Tasks and exercises ▸
1) In the memoir excerpt, at what age did the narrator have a first birthday party?
2) Quote the memoir excerpt word for word, starting with "When I saw him, Momma, I" and going on through "to be Americans.".

Page text ▸
^^^^^^^^

VIII

They burst into my hotel room, a dozen of them, laughing and screaming and singing, and for a moment all I saw were the flickering flames the first one was carrying in his hands. I jumped up and my stomach turned over and then I was angry because they had scared me, and then I cried. It was a cake with candles. It was my first birthday party. I was thirty-one.

Jim Sanders was there, and his new wife, Jackie, and my managers and agents and writers and some of the other performers from the night club. We drank and we talked and they didn’t believe this was my first real party. And I told them about Richard, the kid I once knew in St. Louis who used to buy himself a Twinkie Cupcake and steal a little pink candle and pretend he was having a party.

Oh, Momma, I wish you could see your little Richard now. He’s all right. I didn’t lie to you, Momma, about people buying me birthday presents, about people inviting me over to their houses. It’s true now, so it’s no lie any more. And you know, Momma, that old lady who saw a star in the middle of my forehead, she was right. We thought I was going to be a great athlete, and we were wrong, and I thought I was going to be a great entertainer, and that wasn’t it either. I’m going to be an American citizen. First-class.

Hot damn, we’re going to bust this thing. I feel it when I stand in front of a crowd of people hungry for freedom, and I feel it when we march down a street for our rights. Hot water seeping up into a cold body, that dry taste in my mouth. The monster. But it’s not content to beat some mother’s son in a foot race any more, and it’s not satisfied to make people laugh and love me. Now it wants some respect and dignity, and it wants freedom. It’s willing to die for freedom.

It’s getting stronger every day. It would frighten you, Momma. But now it has truth and justice and the Constitution of the greatest country in the world on its side.

It’s not just a Negro monster. I saw it in a Northern white boy who marched with us for freedom through the snow in Georgia. He had no soles on his shoes, and his feet were blue and he never said a word. I asked him why he didn’t go home and take that big engineering job he had been offered. He said that there would be nothing to build on unless every American citizen got his rights first.

When I saw him, Momma, I laughed at every Northern liberal who ever said: “Slow down, you people, don’t alienate your friends.” Yeah, baby, were you there when they crucified the Lord? Or were you just singing?

Yeah, that monster’s growing stronger, Momma, I saw it in New York where we marched against school segregation, Northern-style, marched to give little black kids a chance for a better education and college and good jobs. And a chance for little white kids to sit with us and know us and learn to love and hate us as individuals, not just fear and hate us as a color like their parents do.

I saw it in Chester, Pennsylvania, with Stanley Branche where we marched for equal opportunities, a chance to be ordinary if we wanted, to be great if we could. Just a chance to be Americans.

I saw it in Atlanta where we marched against segregation in restaurants. I was in my first sit-in there, and I did my first official negotiating. I learned that when honesty sits around a conference table, black men and white men can understand and feel each other’s problems, and help each other.

I saw the monster in Mississippi where we marched for voter registration, so a Negro can cast his ballot for the government he lives under and supports with his tax money, and dies for in wars.

I saw it in San Francisco where white doctors and lawyers marched on the lines with us and went to jail with us and showed the world that this isn’t a revolution of black against white, this is a revolution of right against wrong. And right has never lost.

This is a revolution. It started long before I came into it, and I may die before it’s over, but we’ll bust this thing and cut out this cancer. America will be as strong and beautiful as it should be, for black folks and white folks. We’ll all be free then, free from a system that makes a man less than a man, that teaches hate and fear and ignorance.

You didn’t die a slave for nothing, Momma. You brought us up. You and all those Negro mothers who gave their kids the strength to go on, to take that thimble to the well while the whites were taking buckets. Those of us who weren’t destroyed got stronger, got calluses on our souls. And now we’re ready to change a system, a system where a white man can destroy a black man with a single word. Nigger.

When we’re through, Momma, there won’t be any niggers any more.

^^^^^^^^

Extracted material ▸
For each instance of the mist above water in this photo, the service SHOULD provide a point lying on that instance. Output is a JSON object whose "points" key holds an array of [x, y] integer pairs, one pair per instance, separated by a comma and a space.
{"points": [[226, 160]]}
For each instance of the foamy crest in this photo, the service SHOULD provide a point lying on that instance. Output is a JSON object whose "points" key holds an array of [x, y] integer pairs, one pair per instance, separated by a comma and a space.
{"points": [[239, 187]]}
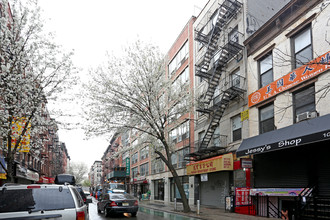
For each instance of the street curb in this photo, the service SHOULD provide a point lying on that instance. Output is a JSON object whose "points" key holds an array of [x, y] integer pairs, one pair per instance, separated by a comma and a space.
{"points": [[174, 212]]}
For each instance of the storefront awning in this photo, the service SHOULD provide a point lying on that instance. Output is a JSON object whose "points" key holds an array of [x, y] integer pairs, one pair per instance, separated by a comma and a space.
{"points": [[305, 132]]}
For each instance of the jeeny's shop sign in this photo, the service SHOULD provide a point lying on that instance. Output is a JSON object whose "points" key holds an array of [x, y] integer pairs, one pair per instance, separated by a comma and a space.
{"points": [[305, 132], [292, 79]]}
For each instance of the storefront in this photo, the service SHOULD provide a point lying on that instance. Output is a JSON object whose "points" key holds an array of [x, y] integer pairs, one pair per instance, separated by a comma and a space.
{"points": [[289, 160], [174, 189], [215, 179]]}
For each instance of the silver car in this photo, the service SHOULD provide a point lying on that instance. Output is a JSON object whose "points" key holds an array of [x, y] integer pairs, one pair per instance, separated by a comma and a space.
{"points": [[41, 202]]}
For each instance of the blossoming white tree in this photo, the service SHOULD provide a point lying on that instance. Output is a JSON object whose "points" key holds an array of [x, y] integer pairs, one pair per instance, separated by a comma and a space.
{"points": [[133, 93], [33, 70]]}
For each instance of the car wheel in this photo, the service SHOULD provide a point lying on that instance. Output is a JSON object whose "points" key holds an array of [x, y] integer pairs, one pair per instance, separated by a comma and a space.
{"points": [[106, 213]]}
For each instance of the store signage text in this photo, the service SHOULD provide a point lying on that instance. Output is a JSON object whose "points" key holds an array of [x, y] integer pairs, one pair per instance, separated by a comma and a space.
{"points": [[223, 162], [294, 78], [276, 191], [288, 143]]}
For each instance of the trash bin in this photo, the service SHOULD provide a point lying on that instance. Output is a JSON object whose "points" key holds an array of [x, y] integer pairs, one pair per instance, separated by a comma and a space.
{"points": [[229, 203]]}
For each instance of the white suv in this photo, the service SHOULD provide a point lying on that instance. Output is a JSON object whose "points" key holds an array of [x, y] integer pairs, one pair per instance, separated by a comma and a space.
{"points": [[41, 202]]}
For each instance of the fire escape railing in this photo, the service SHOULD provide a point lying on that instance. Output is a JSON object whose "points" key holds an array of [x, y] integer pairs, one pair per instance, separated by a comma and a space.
{"points": [[211, 65]]}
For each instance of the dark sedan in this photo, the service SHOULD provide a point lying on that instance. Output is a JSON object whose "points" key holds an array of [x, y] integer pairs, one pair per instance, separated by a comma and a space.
{"points": [[114, 203]]}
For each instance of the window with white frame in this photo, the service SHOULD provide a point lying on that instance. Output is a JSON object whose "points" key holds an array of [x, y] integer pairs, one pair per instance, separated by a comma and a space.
{"points": [[181, 155], [135, 172], [157, 166], [302, 43], [135, 158], [233, 35], [236, 79], [266, 70], [237, 128], [304, 101], [179, 58], [144, 153], [174, 159], [180, 133], [144, 169], [266, 118]]}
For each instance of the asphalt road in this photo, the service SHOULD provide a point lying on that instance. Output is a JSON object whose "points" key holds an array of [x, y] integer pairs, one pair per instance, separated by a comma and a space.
{"points": [[143, 214]]}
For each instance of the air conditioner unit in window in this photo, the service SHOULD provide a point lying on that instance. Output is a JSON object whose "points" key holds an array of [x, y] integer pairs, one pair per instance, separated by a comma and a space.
{"points": [[306, 115]]}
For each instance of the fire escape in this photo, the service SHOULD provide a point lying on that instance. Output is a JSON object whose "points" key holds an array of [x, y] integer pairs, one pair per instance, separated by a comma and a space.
{"points": [[211, 67]]}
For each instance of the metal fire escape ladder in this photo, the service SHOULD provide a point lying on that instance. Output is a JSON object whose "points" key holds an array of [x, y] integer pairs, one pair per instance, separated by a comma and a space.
{"points": [[220, 55]]}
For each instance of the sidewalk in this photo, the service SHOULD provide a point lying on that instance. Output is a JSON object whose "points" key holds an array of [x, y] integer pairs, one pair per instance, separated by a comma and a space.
{"points": [[205, 212]]}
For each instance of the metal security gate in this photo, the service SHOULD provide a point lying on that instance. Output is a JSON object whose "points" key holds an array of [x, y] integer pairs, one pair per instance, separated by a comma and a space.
{"points": [[214, 191]]}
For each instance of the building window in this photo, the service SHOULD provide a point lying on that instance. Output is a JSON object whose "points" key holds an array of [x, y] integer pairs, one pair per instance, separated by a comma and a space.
{"points": [[181, 155], [266, 70], [174, 159], [233, 35], [157, 166], [144, 153], [304, 101], [144, 169], [237, 128], [302, 43], [236, 79], [135, 158], [266, 115], [180, 133], [178, 60], [135, 172]]}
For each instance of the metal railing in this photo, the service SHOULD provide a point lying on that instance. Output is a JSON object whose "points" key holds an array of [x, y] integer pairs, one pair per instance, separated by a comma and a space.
{"points": [[266, 206], [218, 141]]}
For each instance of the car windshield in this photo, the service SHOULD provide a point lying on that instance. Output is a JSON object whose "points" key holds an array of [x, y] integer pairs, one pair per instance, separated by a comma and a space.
{"points": [[117, 186], [115, 196], [35, 199]]}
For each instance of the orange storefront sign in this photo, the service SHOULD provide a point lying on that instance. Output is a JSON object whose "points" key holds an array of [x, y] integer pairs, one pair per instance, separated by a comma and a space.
{"points": [[214, 164], [292, 79]]}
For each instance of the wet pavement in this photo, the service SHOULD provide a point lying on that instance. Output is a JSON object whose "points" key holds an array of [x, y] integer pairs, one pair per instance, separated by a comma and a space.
{"points": [[144, 213], [158, 210]]}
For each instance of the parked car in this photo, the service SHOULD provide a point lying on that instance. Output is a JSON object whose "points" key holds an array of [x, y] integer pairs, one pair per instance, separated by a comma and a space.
{"points": [[34, 201], [65, 178], [82, 193], [114, 203]]}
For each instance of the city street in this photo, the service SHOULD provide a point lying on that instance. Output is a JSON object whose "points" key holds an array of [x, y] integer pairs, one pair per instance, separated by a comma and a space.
{"points": [[143, 214]]}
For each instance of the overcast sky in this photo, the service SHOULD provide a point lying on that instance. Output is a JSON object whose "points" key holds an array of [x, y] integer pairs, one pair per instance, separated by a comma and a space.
{"points": [[91, 28]]}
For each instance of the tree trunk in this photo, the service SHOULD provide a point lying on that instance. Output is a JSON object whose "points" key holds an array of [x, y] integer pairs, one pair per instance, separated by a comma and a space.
{"points": [[10, 170]]}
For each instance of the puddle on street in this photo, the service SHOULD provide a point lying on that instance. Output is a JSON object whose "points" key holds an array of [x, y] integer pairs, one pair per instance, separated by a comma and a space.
{"points": [[165, 215]]}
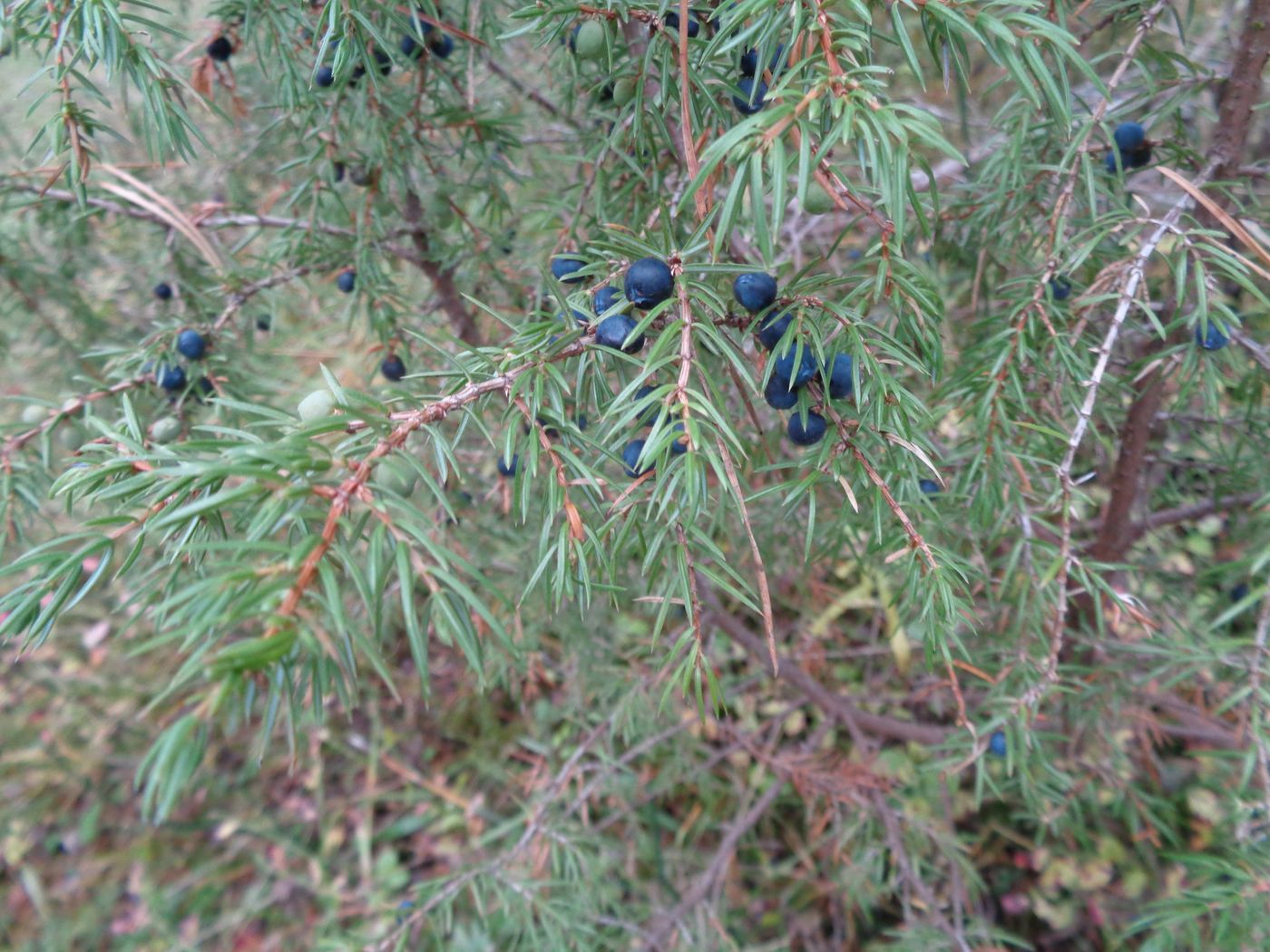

^^^^^^^^

Task-by-task outputs ▸
1) Thirty-one.

2)
When I saw him, Momma, I laughed at every Northern liberal who ever said: “Slow down, you people, don’t alienate your friends.” Yeah, baby, were you there when they crucified the Lord? Or were you just singing?

Yeah, that monster’s growing stronger, Momma, I saw it in New York where we marched against school segregation, Northern-style, marched to give little black kids a chance for a better education and college and good jobs. And a chance for little white kids to sit with us and know us and learn to love and hate us as individuals, not just fear and hate us as a color like their parents do.

I saw it in Chester, Pennsylvania, with Stanley Branche where we marched for equal opportunities, a chance to be ordinary if we wanted, to be great if we could. Just a chance to be Americans.